» Goal of the exercise:
Every record should be written out exactly, please.

─── Data supplied ───

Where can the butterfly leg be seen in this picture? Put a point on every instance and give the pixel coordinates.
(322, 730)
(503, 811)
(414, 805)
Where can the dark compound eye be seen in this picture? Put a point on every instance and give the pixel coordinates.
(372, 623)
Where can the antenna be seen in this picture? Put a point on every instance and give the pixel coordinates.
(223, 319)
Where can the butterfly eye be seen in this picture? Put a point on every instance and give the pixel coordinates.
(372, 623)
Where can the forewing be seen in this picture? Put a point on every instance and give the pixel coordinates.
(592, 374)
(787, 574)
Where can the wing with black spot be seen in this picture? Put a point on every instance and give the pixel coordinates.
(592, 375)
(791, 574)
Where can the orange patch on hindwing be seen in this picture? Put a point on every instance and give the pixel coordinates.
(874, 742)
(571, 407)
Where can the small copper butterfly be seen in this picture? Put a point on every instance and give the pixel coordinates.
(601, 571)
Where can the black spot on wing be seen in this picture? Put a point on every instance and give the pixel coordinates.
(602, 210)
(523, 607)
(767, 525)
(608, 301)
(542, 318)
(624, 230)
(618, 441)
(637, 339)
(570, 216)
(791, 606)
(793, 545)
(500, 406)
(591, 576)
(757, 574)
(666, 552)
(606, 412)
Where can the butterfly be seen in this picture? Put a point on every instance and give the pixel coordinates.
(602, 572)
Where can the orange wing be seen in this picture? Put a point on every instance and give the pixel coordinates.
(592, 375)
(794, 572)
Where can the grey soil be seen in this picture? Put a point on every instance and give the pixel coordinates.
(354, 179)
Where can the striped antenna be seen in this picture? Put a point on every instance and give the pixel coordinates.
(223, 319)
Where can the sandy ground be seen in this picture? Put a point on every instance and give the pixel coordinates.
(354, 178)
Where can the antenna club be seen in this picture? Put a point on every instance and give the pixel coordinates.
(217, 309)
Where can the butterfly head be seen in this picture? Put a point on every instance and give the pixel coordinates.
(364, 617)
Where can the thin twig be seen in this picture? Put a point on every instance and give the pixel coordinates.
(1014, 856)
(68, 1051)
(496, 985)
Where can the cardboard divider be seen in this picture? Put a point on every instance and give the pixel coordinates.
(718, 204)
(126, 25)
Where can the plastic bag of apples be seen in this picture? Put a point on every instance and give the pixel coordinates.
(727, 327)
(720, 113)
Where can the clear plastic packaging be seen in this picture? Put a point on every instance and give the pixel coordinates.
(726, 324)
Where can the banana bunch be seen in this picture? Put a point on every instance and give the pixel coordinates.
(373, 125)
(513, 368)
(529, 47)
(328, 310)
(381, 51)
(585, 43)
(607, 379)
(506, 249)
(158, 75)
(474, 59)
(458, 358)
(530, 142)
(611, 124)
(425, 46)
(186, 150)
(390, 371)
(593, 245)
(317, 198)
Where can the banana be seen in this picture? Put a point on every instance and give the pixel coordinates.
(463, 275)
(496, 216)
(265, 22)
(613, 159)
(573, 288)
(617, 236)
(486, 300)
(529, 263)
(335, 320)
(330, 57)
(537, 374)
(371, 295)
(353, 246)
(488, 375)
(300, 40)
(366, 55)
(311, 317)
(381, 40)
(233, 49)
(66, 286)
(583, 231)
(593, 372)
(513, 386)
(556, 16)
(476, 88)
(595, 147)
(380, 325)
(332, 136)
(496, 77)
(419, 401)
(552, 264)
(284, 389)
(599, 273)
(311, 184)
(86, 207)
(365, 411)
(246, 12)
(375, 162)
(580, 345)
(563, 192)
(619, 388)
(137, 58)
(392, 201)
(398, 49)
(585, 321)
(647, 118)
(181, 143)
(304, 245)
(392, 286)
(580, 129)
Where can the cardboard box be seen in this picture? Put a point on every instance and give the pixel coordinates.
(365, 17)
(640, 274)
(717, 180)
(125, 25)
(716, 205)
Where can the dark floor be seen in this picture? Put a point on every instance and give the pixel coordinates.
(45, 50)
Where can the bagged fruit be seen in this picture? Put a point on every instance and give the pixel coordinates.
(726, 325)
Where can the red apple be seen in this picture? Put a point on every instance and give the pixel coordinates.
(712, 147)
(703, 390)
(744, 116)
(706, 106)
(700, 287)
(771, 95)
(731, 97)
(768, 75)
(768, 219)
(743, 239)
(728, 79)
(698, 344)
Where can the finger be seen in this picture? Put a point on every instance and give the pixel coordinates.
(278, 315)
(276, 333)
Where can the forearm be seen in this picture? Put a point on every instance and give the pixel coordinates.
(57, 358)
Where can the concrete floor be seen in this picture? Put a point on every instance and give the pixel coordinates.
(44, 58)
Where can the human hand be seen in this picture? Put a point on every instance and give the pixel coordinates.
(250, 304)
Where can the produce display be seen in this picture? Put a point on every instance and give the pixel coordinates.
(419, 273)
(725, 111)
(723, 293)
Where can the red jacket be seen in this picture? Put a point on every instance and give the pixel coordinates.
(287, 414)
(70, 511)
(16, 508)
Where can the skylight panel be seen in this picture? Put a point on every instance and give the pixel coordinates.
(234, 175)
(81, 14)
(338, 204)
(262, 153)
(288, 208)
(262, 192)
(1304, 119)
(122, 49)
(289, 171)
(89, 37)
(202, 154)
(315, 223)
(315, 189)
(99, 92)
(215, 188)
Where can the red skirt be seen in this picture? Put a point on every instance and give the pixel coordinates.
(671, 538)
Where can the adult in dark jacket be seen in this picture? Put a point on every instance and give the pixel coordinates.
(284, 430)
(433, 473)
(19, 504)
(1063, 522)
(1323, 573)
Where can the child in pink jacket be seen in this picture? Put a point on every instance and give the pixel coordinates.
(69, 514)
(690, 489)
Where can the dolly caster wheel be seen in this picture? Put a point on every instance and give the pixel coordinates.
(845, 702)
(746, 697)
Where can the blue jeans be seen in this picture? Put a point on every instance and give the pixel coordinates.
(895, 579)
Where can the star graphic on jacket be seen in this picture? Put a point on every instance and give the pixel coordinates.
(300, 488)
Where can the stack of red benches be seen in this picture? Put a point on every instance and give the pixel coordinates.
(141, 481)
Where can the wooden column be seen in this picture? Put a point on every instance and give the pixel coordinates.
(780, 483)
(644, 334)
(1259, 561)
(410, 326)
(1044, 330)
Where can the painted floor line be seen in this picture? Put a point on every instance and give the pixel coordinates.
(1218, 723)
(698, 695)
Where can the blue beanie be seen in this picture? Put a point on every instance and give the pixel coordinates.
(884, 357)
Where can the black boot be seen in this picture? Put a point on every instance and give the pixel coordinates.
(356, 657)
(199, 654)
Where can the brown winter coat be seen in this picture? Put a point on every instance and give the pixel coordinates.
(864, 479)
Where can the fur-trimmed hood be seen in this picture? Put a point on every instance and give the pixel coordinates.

───

» Answer for this exercise:
Where can the butterfly leg be seen in this picture? Put a point on every instance and give the pixel coordinates.
(322, 730)
(503, 811)
(414, 805)
Where can the dark compound eye be seen in this picture? Put a point on every instance and give the pixel coordinates.
(372, 623)
Where can the antenna be seen in this picture? Put a point on every instance and give the pixel coordinates.
(223, 319)
Where can the butterfly eye be seen in this picture? Put a point on every instance and give the pixel coordinates.
(372, 623)
Where can the forewing be seen in this picture? Put a point on every instance and give the pixel coordinates.
(592, 374)
(787, 574)
Where can the wing with black spot be seen in this picture? Put a point on every instance and give the pixel coordinates.
(592, 375)
(791, 574)
Where can the orange patch on hindwing be seen in this picture? Put a point on every instance and give the pixel coordinates.
(874, 742)
(571, 407)
Where can the small copper butterfly be seen in this picture? Put a point on every instance and give the pixel coordinates.
(601, 571)
Where can the black spot on wing be seen in this picture? Put a point on every instance and give the pixel coordinates.
(602, 210)
(523, 607)
(767, 525)
(608, 301)
(542, 318)
(624, 230)
(618, 441)
(637, 339)
(570, 216)
(791, 606)
(793, 545)
(500, 406)
(591, 576)
(757, 574)
(666, 552)
(606, 412)
Where can the butterfly be seen in this picture? Put a point on every instance and give the pixel coordinates.
(602, 572)
Where can the orange wing be seen in this picture? Put a point on every instance and give the pixel coordinates.
(592, 375)
(794, 572)
Where can the grey soil be seen in this picture? Put a point on every instance and give the pixel coordinates.
(354, 179)
Where can the striped antenna be seen in this picture? Put a point on every instance and give the pixel coordinates.
(223, 319)
Where can the sandy ground be seen in this picture? Put a point on every instance and give the pixel coordinates.
(354, 178)
Where can the antenna club be seen in this picture? Put a point on every instance and give the pixel coordinates.
(217, 309)
Where can the butterfly head be seen in this picture? Put a point on every instance and give the pixel coordinates.
(364, 617)
Where can the thin twig be seen in this picture? Put a point on every instance and give the pixel coordinates.
(1014, 856)
(68, 1051)
(496, 985)
Where can the cardboard divider be seen in this picture? Put a point on every instance and give the pixel coordinates.
(718, 204)
(126, 25)
Where can the plastic bag of apples be seen in this picture? Put a point on every instance and give the pixel coordinates.
(727, 327)
(720, 113)
Where can the clear plastic packaging be seen in this picture? Put a point on every instance and give the pixel coordinates.
(726, 324)
Where can the banana bunch be seen in this picture? Put a point on every instance and give the pixel coordinates.
(373, 125)
(513, 368)
(529, 47)
(328, 310)
(381, 51)
(585, 43)
(607, 379)
(506, 249)
(158, 75)
(474, 59)
(458, 358)
(530, 142)
(611, 124)
(425, 46)
(186, 150)
(390, 371)
(593, 245)
(317, 198)
Where can the banana be seen in this picture? Put a point on every instance and give the pixel coordinates.
(463, 275)
(496, 216)
(265, 22)
(613, 159)
(573, 288)
(617, 236)
(486, 300)
(529, 263)
(335, 320)
(330, 57)
(537, 374)
(371, 295)
(353, 246)
(488, 375)
(300, 40)
(366, 55)
(311, 317)
(381, 40)
(233, 49)
(66, 286)
(583, 231)
(593, 372)
(513, 386)
(556, 16)
(476, 88)
(595, 147)
(380, 325)
(332, 136)
(496, 77)
(419, 401)
(552, 264)
(284, 389)
(599, 273)
(311, 184)
(86, 207)
(365, 411)
(246, 12)
(375, 162)
(580, 345)
(563, 192)
(619, 388)
(137, 58)
(392, 201)
(398, 49)
(585, 321)
(647, 118)
(181, 143)
(304, 245)
(392, 286)
(580, 129)
Where can the cardboard box be seen in this picture? Put a point on every instance and give the pixel coordinates.
(365, 17)
(640, 274)
(717, 180)
(125, 25)
(716, 205)
Where can the dark floor be seen in this picture? Put a point on every instance and give the pixel coordinates.
(45, 50)
Where can the bagged fruit be seen in this picture? Put a point on every instance and give the pixel coordinates.
(726, 325)
Where can the red apple be seen in this picture? Put a point on every instance and give the pixel coordinates.
(712, 147)
(703, 390)
(744, 116)
(706, 106)
(700, 287)
(771, 95)
(731, 97)
(768, 75)
(768, 219)
(743, 239)
(728, 79)
(698, 344)
Where can the finger be seen in this picture? Put a point on every instance and give the pixel coordinates.
(278, 315)
(276, 333)
Where can the forearm be seen in this picture? Put a point on every instance and give the pixel coordinates.
(57, 358)
Where can the concrete floor be seen in this picture? Put a point on every instance and give the pixel coordinates.
(44, 58)
Where can the human hand be seen in this picture? Put a point on every instance and give the pixel coordinates.
(250, 304)
Where can the produce display be seen in this picture? Put a point on every instance and give the pixel coordinates.
(419, 273)
(725, 111)
(723, 293)
Where can the red jacket be seen in this picture? Put a point on every instance and give the pixel coordinates.
(287, 414)
(70, 511)
(16, 508)
Where can the skylight panel be seen in this picture? Put a point on every instance and give the pixel coordinates.
(234, 175)
(81, 14)
(338, 204)
(262, 153)
(288, 208)
(262, 192)
(1304, 119)
(122, 49)
(289, 171)
(89, 37)
(202, 154)
(315, 223)
(315, 189)
(99, 92)
(215, 188)
Where can the red skirt be seen in this picture? Put a point on every instance and give the pixel coordinates.
(671, 538)
Where can the adult in dark jacket be seen in this picture? Put a point on every instance and give the pixel coordinates.
(284, 430)
(433, 473)
(19, 504)
(1063, 522)
(1323, 573)
Where can the child in pink jacket be seen in this picture? Put a point on every instance and give the pixel coordinates.
(69, 514)
(690, 489)
Where can the dolly caster wheel be seen in this picture? Put a point on every instance and give the pixel coordinates.
(845, 702)
(746, 697)
Where can the blue jeans be seen in this picture? Put a point on every instance and give the pixel coordinates.
(895, 579)
Where can the star graphic on jacket be seen in this picture? Put a point on every instance and give the pixel coordinates.
(300, 488)
Where can the stack of red benches be seen in this picture? Put a point on every instance and give the pixel coordinates.
(141, 481)
Where can the wooden column be seen in this picture? Put a point on every instance and give the pixel coordinates.
(780, 483)
(644, 334)
(1259, 561)
(410, 326)
(1044, 330)
Where can the painted floor line be seen in this picture? Put a point on every instance and give the pixel coordinates.
(1218, 723)
(698, 695)
Where can the blue beanie be seen in this picture? Put a point on every instance and give the pixel coordinates.
(884, 357)
Where can the black boot be seen in this picture? Put a point on every instance and give the pixel coordinates.
(356, 657)
(199, 654)
Where can the brown winter coat be seen in this picture? Put a point on every instance and give the pixel coordinates.
(864, 479)
Where can the fur-trimmed hood be seen in this picture? Put a point on every instance and give the pixel coordinates.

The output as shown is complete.